- [DIRECTIONS FOR THIS TASK] Give a faithful, exact copy of all entries, minus the images.

- [RECORDS SUPPLIED]

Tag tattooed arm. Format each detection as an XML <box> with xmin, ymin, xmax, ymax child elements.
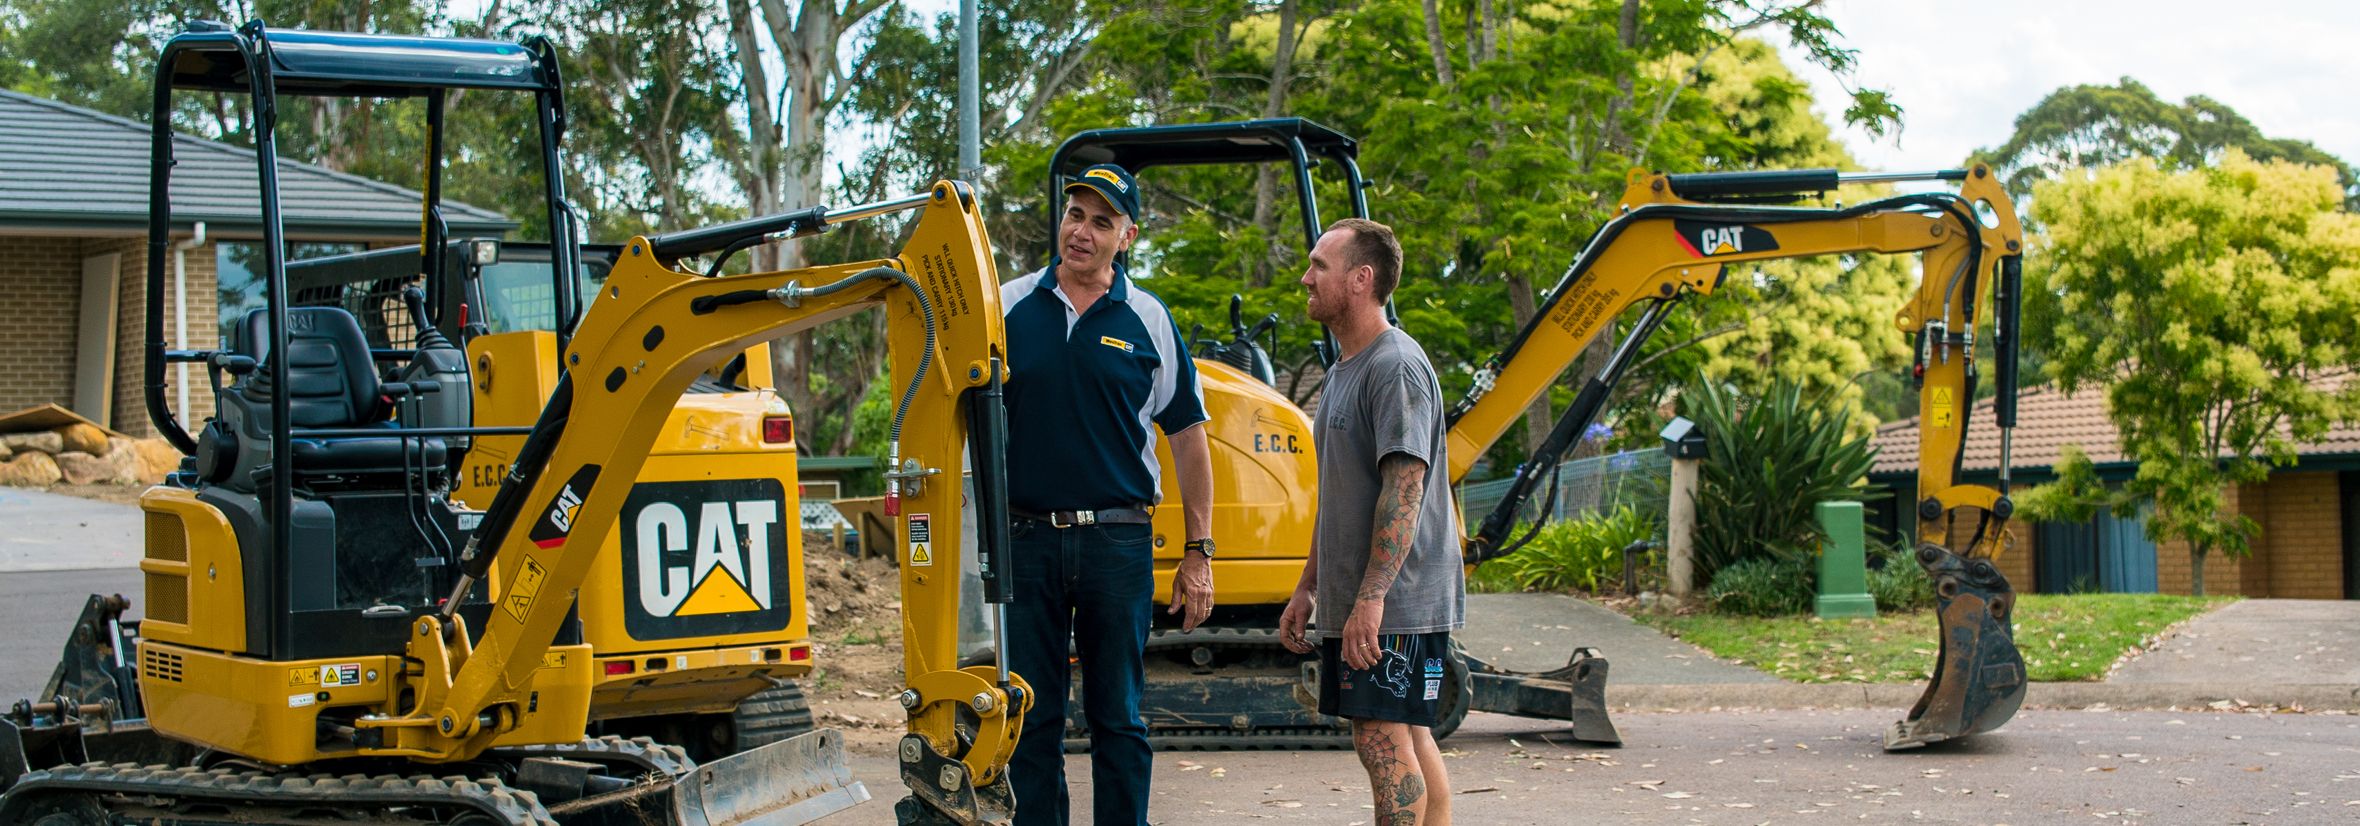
<box><xmin>1341</xmin><ymin>452</ymin><xmax>1427</xmax><ymax>669</ymax></box>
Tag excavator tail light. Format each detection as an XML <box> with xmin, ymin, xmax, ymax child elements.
<box><xmin>604</xmin><ymin>661</ymin><xmax>634</xmax><ymax>676</ymax></box>
<box><xmin>763</xmin><ymin>415</ymin><xmax>794</xmax><ymax>444</ymax></box>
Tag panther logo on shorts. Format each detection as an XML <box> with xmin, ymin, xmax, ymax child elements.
<box><xmin>1372</xmin><ymin>648</ymin><xmax>1412</xmax><ymax>699</ymax></box>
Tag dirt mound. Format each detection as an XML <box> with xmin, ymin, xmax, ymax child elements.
<box><xmin>798</xmin><ymin>536</ymin><xmax>913</xmax><ymax>753</ymax></box>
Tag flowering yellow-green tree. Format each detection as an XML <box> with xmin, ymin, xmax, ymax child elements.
<box><xmin>2029</xmin><ymin>152</ymin><xmax>2360</xmax><ymax>594</ymax></box>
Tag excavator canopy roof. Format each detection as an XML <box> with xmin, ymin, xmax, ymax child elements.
<box><xmin>1050</xmin><ymin>117</ymin><xmax>1358</xmax><ymax>176</ymax></box>
<box><xmin>162</xmin><ymin>23</ymin><xmax>558</xmax><ymax>97</ymax></box>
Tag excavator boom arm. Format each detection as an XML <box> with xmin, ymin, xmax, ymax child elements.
<box><xmin>369</xmin><ymin>181</ymin><xmax>1030</xmax><ymax>821</ymax></box>
<box><xmin>1448</xmin><ymin>167</ymin><xmax>2024</xmax><ymax>562</ymax></box>
<box><xmin>1443</xmin><ymin>166</ymin><xmax>2029</xmax><ymax>751</ymax></box>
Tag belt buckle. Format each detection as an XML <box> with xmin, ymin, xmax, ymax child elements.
<box><xmin>1051</xmin><ymin>510</ymin><xmax>1095</xmax><ymax>529</ymax></box>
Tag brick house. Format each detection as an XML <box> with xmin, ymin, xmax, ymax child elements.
<box><xmin>1867</xmin><ymin>383</ymin><xmax>2360</xmax><ymax>599</ymax></box>
<box><xmin>0</xmin><ymin>89</ymin><xmax>512</xmax><ymax>437</ymax></box>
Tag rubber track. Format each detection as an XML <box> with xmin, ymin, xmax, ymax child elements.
<box><xmin>731</xmin><ymin>681</ymin><xmax>816</xmax><ymax>751</ymax></box>
<box><xmin>5</xmin><ymin>735</ymin><xmax>698</xmax><ymax>826</ymax></box>
<box><xmin>6</xmin><ymin>762</ymin><xmax>554</xmax><ymax>825</ymax></box>
<box><xmin>1131</xmin><ymin>627</ymin><xmax>1352</xmax><ymax>751</ymax></box>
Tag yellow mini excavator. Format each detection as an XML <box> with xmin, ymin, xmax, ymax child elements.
<box><xmin>0</xmin><ymin>21</ymin><xmax>1027</xmax><ymax>825</ymax></box>
<box><xmin>282</xmin><ymin>237</ymin><xmax>819</xmax><ymax>760</ymax></box>
<box><xmin>1051</xmin><ymin>121</ymin><xmax>2028</xmax><ymax>752</ymax></box>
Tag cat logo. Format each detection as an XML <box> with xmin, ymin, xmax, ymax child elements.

- [RESULT OF THE EXERCISE]
Tag tattooed arm. Format each detection as an XML <box> with xmin, ymin, xmax, ymax child elements.
<box><xmin>1341</xmin><ymin>452</ymin><xmax>1427</xmax><ymax>669</ymax></box>
Tag excavator tail light. Format each detection as an XML <box> with xmin, ymin, xmax, ymax child elements.
<box><xmin>604</xmin><ymin>661</ymin><xmax>634</xmax><ymax>676</ymax></box>
<box><xmin>763</xmin><ymin>415</ymin><xmax>794</xmax><ymax>444</ymax></box>
Tag panther logo on shorts. Format each detection as an XML <box> with xmin, ymin, xmax, ymax child elements.
<box><xmin>1372</xmin><ymin>648</ymin><xmax>1412</xmax><ymax>699</ymax></box>
Tag dirt mound. Format each detection as an XML <box> with xmin, ymin, xmax, ymax child elements.
<box><xmin>798</xmin><ymin>536</ymin><xmax>913</xmax><ymax>753</ymax></box>
Tag flowering yellow-green tree. Format each detection as an XML <box> with xmin, ymin, xmax, ymax child elements.
<box><xmin>2029</xmin><ymin>152</ymin><xmax>2360</xmax><ymax>594</ymax></box>
Tag excavator canopy roof. Format each detection as an XML <box> with xmin, ymin, xmax, ymax child elements.
<box><xmin>1050</xmin><ymin>117</ymin><xmax>1358</xmax><ymax>176</ymax></box>
<box><xmin>162</xmin><ymin>23</ymin><xmax>558</xmax><ymax>97</ymax></box>
Tag excavator boom arm. Format each detection as an XML <box> with xmin, ymin, xmax, ymax child elements.
<box><xmin>369</xmin><ymin>181</ymin><xmax>1030</xmax><ymax>821</ymax></box>
<box><xmin>1448</xmin><ymin>167</ymin><xmax>2024</xmax><ymax>562</ymax></box>
<box><xmin>1443</xmin><ymin>166</ymin><xmax>2029</xmax><ymax>751</ymax></box>
Tag belt buckle. Format each detection as an XML <box> with xmin, ymin, xmax, ymax child elements.
<box><xmin>1051</xmin><ymin>510</ymin><xmax>1095</xmax><ymax>529</ymax></box>
Tag brick house. Format each detection as an XML <box> with xmin, ymin, xmax, ymax child elements.
<box><xmin>1867</xmin><ymin>383</ymin><xmax>2360</xmax><ymax>599</ymax></box>
<box><xmin>0</xmin><ymin>89</ymin><xmax>512</xmax><ymax>437</ymax></box>
Tag rubber track. Format each detection as an XML <box> with xmin, ymin, xmax, ymax child elements.
<box><xmin>731</xmin><ymin>681</ymin><xmax>816</xmax><ymax>751</ymax></box>
<box><xmin>5</xmin><ymin>735</ymin><xmax>698</xmax><ymax>826</ymax></box>
<box><xmin>6</xmin><ymin>762</ymin><xmax>554</xmax><ymax>825</ymax></box>
<box><xmin>1131</xmin><ymin>627</ymin><xmax>1352</xmax><ymax>751</ymax></box>
Tag yellow mini excavator. Format each detection as an XML <box> with xmin, ymin, xmax, ymax child elements.
<box><xmin>0</xmin><ymin>21</ymin><xmax>1027</xmax><ymax>825</ymax></box>
<box><xmin>282</xmin><ymin>237</ymin><xmax>819</xmax><ymax>760</ymax></box>
<box><xmin>1051</xmin><ymin>121</ymin><xmax>2028</xmax><ymax>752</ymax></box>
Tag cat logo. Format each detection as an XML <box> with xmin, ymin, xmax, ymax child elements.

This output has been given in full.